Please copy out the passage on U.S. trade with Chile and the Chilean tax system word for word, from start to finish.

- EXCERPT PROVIDED
··········

Chile is the fifth largest economy in South America and increasingly one of the most significant U.S. trading partners in the region. U.S. foreign direct investment into Chile was $39.9 billion for 2012 (the latest year for which official figures are available). And in 2013, the U.S. exported $17.6 billion of goods and services to Chile, making Chile the second largest destination for U.S. exports in South America and the 19th largest worldwide. Trade between the U.S. and Chile has been facilitated by the U.S.-Chile free trade agreement (the “FTA”), which came into force in 2004 and is one of only 20 such U.S. agreements worldwide, and one of only three such U.S. agreements in South America.
Unlike the U.S. corporate tax system, under which both corporations and their shareholders are independently taxed on the income of the corporation, Chile has an integrated tax system. Under this integrated system, Chile collects an aggregate 35 percent tax on business profits. This aggregate tax is imposed at two levels. First, business profits of Chilean resident companies are taxed at a rate of 20 percent. This in essence represents an advance payment of a portion of the aggregate 35 percent tax. Second, in the case of nonresident shareholders, actual distributions to such shareholders are taxed again, on a gross basis, at a rate of 35 percent. Such nonresident shareholders are, however, permitted to claim a credit for the 20 percent corporate tax paid against this 35 percent shareholder level tax. The effective shareholder level tax rate after accounting for the credit is thus 15 percent.

··········

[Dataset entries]

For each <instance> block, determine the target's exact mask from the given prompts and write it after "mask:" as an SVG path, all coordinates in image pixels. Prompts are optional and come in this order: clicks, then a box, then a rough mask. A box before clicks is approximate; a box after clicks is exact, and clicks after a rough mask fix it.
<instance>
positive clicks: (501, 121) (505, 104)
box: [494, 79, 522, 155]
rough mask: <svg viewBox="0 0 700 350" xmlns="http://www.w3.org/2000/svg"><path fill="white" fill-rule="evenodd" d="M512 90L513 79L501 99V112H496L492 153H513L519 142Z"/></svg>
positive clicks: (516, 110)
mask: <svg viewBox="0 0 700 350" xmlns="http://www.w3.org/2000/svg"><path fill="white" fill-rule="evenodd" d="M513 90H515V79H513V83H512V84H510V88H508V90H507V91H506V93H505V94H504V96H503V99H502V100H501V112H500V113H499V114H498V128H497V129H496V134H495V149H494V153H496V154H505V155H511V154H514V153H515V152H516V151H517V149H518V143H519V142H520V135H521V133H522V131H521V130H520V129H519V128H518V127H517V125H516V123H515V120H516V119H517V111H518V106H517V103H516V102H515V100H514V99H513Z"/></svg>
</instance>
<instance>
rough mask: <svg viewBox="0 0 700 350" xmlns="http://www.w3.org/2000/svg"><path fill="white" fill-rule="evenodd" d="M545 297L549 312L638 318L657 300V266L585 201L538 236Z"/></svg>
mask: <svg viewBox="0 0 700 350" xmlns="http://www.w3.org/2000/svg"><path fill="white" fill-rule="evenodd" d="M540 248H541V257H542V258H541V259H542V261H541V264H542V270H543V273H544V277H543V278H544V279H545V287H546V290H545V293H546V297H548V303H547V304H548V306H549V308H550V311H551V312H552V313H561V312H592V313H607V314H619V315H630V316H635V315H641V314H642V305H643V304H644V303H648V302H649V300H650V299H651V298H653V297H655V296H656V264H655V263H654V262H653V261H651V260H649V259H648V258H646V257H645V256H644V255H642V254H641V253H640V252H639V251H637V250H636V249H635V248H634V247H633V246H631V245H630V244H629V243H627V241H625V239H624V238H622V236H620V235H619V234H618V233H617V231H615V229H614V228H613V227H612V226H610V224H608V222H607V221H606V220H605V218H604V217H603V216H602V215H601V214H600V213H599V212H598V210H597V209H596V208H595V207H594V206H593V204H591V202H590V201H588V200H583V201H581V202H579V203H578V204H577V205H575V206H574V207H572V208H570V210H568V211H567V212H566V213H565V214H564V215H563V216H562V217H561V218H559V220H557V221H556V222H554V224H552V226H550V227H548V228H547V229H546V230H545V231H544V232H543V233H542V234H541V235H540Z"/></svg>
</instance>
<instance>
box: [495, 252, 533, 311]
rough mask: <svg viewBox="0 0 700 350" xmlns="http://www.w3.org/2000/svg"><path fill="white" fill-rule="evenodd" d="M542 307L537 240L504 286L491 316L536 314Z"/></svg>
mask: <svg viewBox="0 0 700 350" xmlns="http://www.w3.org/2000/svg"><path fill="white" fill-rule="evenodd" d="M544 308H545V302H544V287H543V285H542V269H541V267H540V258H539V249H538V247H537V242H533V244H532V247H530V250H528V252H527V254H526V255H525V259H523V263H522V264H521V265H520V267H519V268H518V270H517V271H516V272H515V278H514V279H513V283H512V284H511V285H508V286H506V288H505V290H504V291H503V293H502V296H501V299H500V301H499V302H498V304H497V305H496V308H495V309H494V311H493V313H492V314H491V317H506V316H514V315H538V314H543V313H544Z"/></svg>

··········

- TASK SOLUTION
Chile is the fifth largest economy in South America and increasingly one of the most significant U.S. trading partners in the region. U.S. foreign direct investment into Chile was $39.9 billion for 2012 (the latest year for which official figures are available). And in 2013, the U.S. exported $17.6 billion of goods and services to Chile, making Chile the second largest destination for U.S. exports in South America and the 19th largest worldwide. Trade between the U.S. and Chile has been facilitated by the U.S.-Chile free trade agreement (the “FTA”), which came into force in 2004 and is one of only 20 such U.S. agreements worldwide, and one of only three such U.S. agreements in South America.
Unlike the U.S. corporate tax system, under which both corporations and their shareholders are independently taxed on the income of the corporation, Chile has an integrated tax system. Under this integrated system, Chile collects an aggregate 35 percent tax on business profits. This aggregate tax is imposed at two levels. First, business profits of Chilean resident companies are taxed at a rate of 20 percent. This in essence represents an advance payment of a portion of the aggregate 35 percent tax. Second, in the case of nonresident shareholders, actual distributions to such shareholders are taxed again, on a gross basis, at a rate of 35 percent. Such nonresident shareholders are, however, permitted to claim a credit for the 20 percent corporate tax paid against this 35 percent shareholder level tax. The effective shareholder level tax rate after accounting for the credit is thus 15 percent.